Wherever a line in the data holds the word "below", pull that line out.

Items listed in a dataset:

• • • • • • •

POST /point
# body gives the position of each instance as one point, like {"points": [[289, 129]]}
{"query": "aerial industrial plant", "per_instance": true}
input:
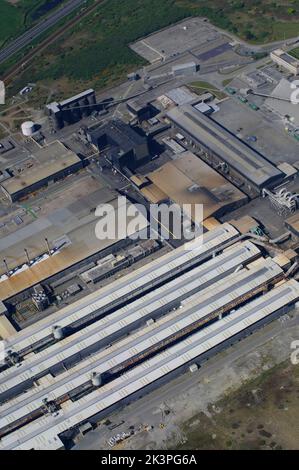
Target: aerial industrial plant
{"points": [[95, 329]]}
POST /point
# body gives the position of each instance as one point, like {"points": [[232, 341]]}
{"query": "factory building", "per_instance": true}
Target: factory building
{"points": [[53, 163], [249, 170], [189, 180], [120, 292], [72, 109], [286, 61], [140, 110], [185, 69], [121, 144], [90, 388]]}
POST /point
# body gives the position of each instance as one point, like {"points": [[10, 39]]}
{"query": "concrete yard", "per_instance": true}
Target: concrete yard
{"points": [[272, 140]]}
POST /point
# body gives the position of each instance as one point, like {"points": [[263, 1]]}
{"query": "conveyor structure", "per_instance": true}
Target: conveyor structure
{"points": [[118, 293]]}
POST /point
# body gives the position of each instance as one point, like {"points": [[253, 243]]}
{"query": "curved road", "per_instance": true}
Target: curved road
{"points": [[37, 30]]}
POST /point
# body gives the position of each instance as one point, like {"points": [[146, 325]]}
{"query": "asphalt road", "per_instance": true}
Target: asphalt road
{"points": [[39, 29], [144, 410]]}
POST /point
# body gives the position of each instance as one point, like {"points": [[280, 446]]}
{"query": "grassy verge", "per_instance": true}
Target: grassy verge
{"points": [[95, 52], [262, 414]]}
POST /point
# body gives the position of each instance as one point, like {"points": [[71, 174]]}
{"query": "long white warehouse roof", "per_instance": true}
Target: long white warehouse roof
{"points": [[101, 331], [44, 433], [193, 311]]}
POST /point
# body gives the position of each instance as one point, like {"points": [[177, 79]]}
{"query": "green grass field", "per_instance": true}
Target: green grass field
{"points": [[96, 53]]}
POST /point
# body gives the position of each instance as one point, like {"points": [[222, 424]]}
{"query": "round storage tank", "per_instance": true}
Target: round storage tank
{"points": [[28, 128]]}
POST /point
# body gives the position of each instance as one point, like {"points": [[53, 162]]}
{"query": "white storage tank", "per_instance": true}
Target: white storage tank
{"points": [[28, 128]]}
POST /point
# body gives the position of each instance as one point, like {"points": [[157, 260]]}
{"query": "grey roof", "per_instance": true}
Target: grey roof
{"points": [[229, 148]]}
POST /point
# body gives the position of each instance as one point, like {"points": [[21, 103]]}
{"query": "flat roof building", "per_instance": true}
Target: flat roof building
{"points": [[189, 180], [226, 150], [123, 146], [53, 162], [285, 60]]}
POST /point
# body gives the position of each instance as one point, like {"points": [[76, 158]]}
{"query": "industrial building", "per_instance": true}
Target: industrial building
{"points": [[74, 367], [189, 180], [40, 430], [71, 234], [285, 60], [225, 152], [121, 292], [72, 109], [52, 163], [214, 278], [121, 144], [140, 110], [279, 102]]}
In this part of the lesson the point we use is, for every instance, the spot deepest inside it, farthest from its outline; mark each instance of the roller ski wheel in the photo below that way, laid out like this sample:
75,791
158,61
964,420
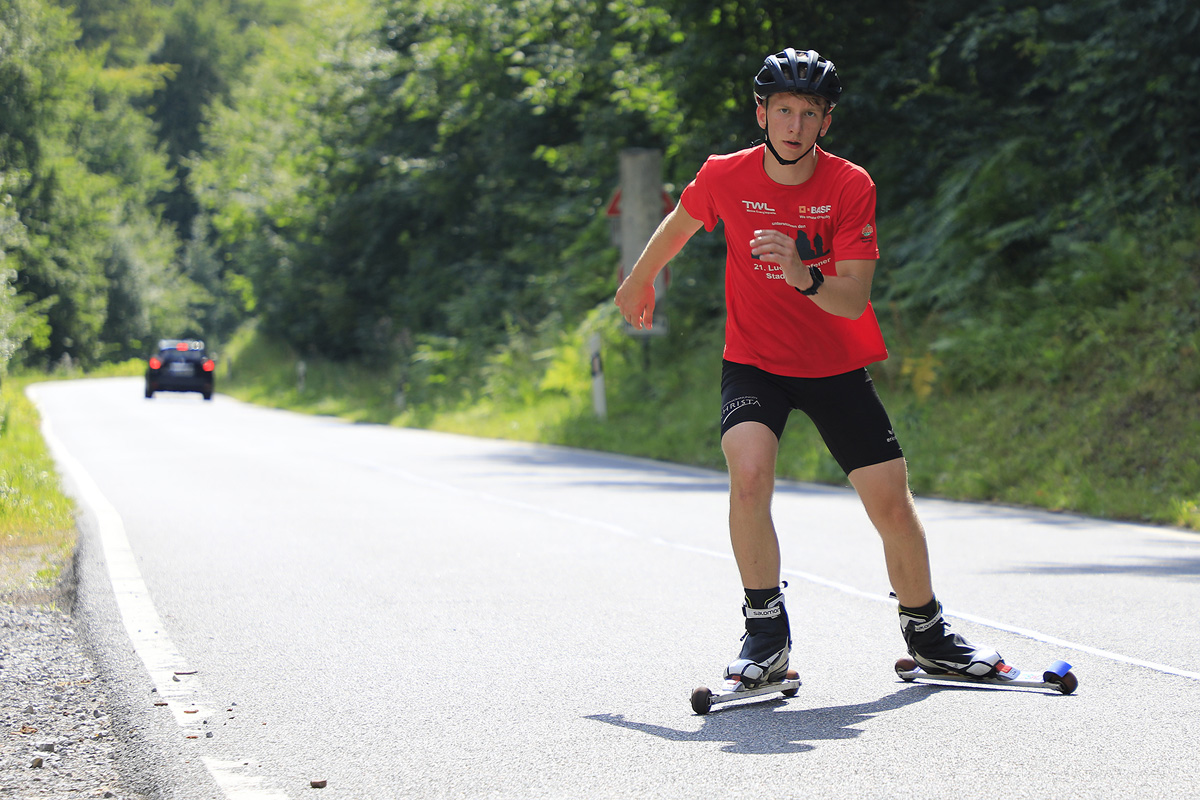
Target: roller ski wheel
703,698
1057,677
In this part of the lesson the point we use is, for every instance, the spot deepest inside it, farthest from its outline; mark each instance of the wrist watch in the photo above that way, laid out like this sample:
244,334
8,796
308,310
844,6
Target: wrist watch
817,280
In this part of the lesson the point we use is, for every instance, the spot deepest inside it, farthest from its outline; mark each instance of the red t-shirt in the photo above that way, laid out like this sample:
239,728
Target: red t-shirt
832,216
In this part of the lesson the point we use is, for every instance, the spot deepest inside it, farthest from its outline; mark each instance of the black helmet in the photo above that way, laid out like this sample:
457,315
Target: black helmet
805,72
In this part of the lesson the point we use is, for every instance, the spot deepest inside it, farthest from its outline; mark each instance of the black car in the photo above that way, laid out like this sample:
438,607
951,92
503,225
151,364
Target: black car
180,366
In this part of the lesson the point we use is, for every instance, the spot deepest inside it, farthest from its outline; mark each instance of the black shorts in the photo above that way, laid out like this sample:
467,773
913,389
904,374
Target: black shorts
845,409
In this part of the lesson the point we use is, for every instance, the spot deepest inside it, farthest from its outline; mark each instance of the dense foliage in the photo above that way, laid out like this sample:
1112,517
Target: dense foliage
421,181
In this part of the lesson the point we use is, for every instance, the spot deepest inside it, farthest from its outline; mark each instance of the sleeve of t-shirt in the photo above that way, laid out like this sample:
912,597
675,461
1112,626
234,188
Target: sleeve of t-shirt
855,236
697,198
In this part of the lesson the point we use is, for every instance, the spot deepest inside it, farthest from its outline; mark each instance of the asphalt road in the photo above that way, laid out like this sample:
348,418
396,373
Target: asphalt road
409,614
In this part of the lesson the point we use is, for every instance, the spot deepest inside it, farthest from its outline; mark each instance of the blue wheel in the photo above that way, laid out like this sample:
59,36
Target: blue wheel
1061,677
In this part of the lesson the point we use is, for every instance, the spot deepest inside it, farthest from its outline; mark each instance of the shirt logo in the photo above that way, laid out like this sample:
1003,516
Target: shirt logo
757,208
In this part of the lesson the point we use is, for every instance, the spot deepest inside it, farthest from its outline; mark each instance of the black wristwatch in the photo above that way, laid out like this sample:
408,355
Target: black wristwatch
817,280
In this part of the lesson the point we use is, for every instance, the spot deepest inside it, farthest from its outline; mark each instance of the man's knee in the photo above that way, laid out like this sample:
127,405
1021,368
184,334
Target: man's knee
750,451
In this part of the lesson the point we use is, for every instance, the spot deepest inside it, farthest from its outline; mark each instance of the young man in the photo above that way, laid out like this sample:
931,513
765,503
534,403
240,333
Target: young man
799,229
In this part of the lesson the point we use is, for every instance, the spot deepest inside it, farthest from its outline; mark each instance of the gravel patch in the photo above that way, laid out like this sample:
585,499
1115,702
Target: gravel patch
57,735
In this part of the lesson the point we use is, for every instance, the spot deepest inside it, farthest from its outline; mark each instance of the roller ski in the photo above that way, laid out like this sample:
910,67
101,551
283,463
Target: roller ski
1057,677
937,654
762,666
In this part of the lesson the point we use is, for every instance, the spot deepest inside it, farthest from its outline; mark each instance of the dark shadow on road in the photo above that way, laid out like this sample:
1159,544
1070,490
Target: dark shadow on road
760,728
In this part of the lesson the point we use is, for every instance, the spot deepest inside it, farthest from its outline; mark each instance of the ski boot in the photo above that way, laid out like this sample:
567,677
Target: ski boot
766,644
939,650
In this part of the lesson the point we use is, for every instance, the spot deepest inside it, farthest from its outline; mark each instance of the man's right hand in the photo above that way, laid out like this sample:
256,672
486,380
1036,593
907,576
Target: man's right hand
636,302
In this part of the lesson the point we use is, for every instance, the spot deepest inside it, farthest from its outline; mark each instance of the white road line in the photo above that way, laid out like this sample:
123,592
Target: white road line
175,680
787,572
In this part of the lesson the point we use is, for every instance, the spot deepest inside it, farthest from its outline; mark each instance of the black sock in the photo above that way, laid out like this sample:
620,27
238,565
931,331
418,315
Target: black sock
760,597
925,612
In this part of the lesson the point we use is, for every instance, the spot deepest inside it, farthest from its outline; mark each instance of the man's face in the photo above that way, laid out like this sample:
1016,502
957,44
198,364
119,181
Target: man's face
793,122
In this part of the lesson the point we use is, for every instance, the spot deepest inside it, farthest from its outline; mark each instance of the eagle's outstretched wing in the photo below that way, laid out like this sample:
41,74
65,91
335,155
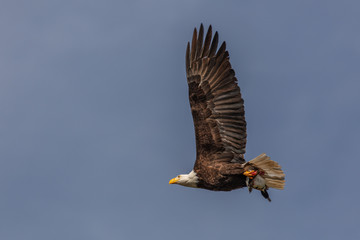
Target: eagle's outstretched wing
215,99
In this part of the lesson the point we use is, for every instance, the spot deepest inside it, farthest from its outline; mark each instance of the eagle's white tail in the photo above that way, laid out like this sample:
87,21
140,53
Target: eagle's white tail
274,176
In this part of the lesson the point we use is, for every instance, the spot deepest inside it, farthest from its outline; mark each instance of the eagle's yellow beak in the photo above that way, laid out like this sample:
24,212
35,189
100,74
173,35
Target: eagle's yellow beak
174,180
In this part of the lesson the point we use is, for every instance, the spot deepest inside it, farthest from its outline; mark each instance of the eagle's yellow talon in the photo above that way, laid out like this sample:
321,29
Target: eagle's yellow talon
250,174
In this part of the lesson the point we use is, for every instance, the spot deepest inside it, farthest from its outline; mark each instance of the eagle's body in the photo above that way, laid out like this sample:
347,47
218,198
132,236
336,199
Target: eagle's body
220,127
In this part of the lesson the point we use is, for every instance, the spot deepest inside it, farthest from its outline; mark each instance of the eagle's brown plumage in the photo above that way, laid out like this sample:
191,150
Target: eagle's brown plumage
218,113
220,127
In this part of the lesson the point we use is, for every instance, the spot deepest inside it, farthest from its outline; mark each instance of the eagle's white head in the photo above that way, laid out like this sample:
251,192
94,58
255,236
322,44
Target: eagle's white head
187,180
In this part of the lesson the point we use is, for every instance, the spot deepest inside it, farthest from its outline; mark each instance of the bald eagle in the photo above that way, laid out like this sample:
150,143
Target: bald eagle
220,127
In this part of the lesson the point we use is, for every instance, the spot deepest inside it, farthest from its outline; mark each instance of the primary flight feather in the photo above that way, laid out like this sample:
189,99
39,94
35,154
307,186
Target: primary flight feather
220,127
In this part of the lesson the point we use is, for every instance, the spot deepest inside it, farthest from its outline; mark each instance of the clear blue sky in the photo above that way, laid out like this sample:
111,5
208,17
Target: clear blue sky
95,119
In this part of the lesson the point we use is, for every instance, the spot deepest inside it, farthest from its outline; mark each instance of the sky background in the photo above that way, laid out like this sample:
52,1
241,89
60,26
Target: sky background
95,119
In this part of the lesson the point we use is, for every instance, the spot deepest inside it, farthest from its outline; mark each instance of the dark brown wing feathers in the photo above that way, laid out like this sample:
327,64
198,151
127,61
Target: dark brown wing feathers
216,103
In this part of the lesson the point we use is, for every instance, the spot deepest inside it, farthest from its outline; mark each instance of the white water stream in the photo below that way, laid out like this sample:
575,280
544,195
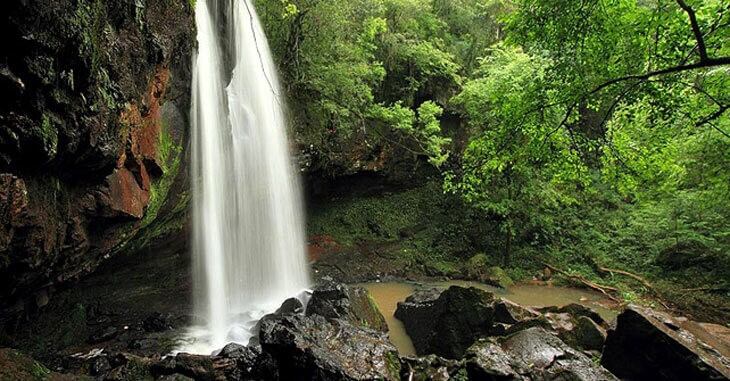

• • • • • • •

> [Solution to the problem]:
In this part of the lesson the point we use is, for every instance, the spot deepest inside it, farthest from its outline; mark each instance of the roller ski wheel in the photo below that way, laid out like this sample:
In this part of the lesson the point we use is, for every instance, the spot deepest inside it, farthest from its outline; mark each instance of the eagle's outstretched wing in the photo below that way, laid out like this sample:
In this part of the lesson the point we use is, for every instance, the spot deepest inside it, farthest from its outline; mark each instance of the white water stream in the photo below that way, laid out like this sample:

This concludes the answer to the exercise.